#### Point labeling dataset excerpts:
+ + + +
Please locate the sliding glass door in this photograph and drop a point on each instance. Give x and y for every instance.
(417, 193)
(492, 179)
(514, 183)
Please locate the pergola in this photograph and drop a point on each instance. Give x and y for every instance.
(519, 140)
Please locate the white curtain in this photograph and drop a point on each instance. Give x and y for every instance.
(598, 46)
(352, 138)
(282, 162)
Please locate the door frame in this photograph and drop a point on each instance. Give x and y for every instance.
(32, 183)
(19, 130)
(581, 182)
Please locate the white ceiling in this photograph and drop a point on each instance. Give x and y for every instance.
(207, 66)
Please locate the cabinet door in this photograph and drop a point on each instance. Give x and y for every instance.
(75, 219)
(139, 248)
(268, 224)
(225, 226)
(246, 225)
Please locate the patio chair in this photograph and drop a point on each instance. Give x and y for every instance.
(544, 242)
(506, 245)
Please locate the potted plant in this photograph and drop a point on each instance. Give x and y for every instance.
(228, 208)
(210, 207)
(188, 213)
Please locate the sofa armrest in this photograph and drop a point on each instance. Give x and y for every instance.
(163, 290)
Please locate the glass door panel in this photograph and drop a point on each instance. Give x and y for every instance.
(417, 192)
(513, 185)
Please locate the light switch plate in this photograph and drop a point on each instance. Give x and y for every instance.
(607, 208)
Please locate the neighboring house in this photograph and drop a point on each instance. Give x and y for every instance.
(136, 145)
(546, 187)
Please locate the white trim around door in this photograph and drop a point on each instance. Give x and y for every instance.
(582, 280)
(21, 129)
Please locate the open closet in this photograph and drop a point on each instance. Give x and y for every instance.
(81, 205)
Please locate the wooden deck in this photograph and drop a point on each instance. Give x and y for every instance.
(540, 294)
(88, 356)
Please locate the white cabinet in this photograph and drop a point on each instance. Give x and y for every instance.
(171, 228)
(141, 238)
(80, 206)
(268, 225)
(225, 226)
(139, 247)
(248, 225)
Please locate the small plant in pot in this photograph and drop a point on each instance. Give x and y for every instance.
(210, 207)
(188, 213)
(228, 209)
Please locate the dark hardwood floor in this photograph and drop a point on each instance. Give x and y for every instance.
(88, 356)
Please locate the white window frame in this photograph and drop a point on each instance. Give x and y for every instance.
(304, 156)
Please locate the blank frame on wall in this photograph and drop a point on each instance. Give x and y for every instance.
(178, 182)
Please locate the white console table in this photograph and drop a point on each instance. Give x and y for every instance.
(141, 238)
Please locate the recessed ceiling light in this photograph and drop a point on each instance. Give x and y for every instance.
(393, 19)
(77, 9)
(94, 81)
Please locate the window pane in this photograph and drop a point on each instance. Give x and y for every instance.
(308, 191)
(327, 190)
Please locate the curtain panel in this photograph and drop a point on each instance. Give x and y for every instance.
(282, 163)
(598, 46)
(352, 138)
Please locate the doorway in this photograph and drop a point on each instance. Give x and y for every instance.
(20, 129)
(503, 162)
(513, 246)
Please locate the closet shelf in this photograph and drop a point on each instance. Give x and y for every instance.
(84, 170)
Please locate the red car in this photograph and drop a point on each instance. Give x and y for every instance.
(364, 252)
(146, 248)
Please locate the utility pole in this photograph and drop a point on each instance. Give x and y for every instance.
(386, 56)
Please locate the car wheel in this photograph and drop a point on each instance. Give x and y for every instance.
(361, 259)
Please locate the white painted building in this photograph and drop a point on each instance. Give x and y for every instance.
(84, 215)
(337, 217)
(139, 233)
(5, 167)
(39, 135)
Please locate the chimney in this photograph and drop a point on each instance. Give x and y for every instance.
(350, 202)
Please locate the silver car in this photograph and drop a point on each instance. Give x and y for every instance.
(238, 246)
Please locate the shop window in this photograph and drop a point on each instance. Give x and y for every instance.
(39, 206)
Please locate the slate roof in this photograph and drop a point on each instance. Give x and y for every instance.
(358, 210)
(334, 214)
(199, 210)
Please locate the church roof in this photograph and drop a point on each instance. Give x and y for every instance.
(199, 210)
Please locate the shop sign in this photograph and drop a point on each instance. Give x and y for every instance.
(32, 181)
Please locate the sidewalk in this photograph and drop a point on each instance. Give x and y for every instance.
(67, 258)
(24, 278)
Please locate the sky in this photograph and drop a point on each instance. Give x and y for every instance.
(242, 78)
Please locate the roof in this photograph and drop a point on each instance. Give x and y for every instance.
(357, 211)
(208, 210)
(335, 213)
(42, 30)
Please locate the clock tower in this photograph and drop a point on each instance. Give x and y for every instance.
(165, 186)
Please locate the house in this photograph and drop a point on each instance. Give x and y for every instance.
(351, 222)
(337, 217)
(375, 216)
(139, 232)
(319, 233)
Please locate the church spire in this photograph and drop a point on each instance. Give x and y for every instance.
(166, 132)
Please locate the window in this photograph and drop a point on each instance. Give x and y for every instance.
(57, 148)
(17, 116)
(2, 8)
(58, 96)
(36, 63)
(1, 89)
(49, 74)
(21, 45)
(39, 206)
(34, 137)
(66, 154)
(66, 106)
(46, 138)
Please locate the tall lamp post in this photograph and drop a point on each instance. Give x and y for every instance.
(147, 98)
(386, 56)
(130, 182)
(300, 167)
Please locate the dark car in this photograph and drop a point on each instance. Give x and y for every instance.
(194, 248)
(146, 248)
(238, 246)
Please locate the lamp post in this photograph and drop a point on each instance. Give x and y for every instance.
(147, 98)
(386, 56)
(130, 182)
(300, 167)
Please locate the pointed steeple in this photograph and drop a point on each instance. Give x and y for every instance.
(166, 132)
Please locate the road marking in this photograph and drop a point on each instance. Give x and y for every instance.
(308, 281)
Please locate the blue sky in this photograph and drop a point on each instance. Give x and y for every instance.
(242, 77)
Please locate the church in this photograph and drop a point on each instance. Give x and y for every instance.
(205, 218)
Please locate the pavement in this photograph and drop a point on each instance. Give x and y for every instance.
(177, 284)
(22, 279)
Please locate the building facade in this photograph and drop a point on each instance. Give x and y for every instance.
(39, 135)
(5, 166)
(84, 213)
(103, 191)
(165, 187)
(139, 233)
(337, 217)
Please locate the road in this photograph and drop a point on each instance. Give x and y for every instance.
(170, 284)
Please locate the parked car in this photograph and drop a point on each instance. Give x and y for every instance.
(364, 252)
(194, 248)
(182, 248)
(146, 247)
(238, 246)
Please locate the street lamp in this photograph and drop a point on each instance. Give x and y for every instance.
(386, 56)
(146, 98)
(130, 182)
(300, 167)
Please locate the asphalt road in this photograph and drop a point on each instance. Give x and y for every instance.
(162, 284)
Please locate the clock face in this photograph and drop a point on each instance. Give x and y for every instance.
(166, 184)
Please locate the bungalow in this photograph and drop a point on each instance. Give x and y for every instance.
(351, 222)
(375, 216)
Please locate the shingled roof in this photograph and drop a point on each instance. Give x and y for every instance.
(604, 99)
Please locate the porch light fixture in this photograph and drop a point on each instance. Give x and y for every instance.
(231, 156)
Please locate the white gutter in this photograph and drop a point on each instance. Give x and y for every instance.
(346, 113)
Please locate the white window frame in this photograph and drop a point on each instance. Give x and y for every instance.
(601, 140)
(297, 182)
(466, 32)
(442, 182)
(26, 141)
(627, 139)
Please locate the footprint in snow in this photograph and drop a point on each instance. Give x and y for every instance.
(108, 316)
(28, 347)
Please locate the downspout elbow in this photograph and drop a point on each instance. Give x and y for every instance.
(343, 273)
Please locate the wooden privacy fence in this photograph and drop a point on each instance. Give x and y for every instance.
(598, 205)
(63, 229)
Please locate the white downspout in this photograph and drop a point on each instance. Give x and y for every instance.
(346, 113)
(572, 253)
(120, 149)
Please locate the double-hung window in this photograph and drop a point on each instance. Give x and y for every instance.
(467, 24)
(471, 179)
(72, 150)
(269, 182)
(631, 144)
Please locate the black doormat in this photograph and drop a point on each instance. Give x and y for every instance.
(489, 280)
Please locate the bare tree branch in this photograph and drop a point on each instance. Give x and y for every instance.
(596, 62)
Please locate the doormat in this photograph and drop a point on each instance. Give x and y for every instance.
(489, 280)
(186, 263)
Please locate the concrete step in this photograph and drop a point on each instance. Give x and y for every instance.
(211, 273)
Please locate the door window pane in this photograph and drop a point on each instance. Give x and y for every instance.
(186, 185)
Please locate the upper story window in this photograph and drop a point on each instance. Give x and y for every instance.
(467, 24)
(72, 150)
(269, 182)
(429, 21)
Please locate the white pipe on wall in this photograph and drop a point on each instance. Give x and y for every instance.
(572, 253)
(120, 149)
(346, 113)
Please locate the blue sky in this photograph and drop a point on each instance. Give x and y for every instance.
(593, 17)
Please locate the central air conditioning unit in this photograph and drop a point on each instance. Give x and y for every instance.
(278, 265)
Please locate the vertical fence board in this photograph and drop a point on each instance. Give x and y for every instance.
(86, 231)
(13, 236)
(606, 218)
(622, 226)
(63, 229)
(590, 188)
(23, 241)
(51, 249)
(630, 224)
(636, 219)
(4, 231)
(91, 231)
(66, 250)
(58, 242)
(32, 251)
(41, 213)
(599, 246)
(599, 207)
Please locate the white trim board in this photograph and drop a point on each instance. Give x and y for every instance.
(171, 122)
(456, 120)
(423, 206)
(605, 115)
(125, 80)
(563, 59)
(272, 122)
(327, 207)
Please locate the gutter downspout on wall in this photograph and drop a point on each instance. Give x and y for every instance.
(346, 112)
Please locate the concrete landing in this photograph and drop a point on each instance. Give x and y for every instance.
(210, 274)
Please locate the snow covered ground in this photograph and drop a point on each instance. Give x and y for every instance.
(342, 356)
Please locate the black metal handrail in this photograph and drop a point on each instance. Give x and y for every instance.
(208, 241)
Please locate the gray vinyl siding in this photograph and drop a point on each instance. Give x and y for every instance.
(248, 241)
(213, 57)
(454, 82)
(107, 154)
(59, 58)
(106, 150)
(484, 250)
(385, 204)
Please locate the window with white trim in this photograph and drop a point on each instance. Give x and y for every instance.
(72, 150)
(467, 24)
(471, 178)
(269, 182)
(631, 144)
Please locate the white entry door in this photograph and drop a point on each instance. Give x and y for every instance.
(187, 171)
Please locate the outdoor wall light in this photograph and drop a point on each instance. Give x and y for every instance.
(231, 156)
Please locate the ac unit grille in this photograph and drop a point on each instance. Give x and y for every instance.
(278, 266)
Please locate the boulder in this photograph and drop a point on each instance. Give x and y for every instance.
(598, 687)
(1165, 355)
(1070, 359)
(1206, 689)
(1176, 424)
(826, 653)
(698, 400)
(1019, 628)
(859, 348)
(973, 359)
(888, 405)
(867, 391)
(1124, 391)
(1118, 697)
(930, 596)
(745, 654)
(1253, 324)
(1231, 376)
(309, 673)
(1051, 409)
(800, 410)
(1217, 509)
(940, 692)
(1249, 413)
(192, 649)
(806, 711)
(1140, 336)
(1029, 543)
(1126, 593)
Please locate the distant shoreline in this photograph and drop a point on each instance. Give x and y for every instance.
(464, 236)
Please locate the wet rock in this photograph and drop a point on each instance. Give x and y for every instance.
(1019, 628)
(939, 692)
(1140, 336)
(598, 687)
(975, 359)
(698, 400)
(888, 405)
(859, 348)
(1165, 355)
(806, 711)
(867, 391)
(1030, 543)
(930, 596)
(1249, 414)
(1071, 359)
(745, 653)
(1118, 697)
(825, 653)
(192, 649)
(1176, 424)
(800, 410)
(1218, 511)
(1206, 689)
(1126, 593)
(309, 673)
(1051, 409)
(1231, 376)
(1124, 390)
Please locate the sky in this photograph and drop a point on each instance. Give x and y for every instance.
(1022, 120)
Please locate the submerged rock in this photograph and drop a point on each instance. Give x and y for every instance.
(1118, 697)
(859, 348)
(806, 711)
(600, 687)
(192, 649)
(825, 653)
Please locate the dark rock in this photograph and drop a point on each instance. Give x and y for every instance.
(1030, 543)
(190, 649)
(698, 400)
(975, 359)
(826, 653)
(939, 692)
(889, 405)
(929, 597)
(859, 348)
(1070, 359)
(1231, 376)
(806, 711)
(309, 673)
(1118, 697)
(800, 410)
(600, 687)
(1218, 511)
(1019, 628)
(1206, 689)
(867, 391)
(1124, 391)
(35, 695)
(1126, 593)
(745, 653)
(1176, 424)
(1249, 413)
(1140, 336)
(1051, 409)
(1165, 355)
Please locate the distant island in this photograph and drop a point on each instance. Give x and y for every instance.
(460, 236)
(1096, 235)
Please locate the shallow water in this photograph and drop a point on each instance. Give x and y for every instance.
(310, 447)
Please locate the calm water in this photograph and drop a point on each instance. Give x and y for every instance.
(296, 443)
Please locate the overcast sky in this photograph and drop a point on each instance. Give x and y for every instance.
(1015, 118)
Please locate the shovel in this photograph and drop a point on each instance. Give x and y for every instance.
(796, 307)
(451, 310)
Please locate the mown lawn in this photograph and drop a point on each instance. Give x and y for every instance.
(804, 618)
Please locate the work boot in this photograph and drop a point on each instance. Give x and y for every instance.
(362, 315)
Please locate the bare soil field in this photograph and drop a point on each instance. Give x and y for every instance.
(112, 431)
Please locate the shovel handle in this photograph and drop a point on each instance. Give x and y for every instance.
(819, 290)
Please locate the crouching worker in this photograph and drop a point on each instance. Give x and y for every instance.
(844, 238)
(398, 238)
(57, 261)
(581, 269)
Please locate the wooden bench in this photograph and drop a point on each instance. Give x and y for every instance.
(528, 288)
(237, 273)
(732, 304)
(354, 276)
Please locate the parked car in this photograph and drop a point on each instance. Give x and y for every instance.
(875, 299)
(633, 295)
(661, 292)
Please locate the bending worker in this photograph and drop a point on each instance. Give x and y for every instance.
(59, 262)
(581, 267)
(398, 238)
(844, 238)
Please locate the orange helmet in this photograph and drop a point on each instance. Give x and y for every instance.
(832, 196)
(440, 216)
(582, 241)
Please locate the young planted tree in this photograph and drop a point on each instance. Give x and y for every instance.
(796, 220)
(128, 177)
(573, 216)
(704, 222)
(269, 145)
+ + + +
Put every line from the one containing "Please locate the orange" down to the end of the entries into a Markdown table with two columns, No. and Text. Number the rows in order, and leave out blank lines.

| No. | Text |
|---|---|
| 1 | Please locate the orange helmet in this photograph and drop a point on each instance. Give x and y for every instance. |
| 2 | (832, 196) |
| 3 | (440, 216) |
| 4 | (582, 241) |
| 5 | Please locate the young planted tree in this photograph and drop a point on each instance. Give x and y for every instance. |
| 6 | (796, 220) |
| 7 | (128, 177) |
| 8 | (573, 216) |
| 9 | (704, 222) |
| 10 | (269, 145) |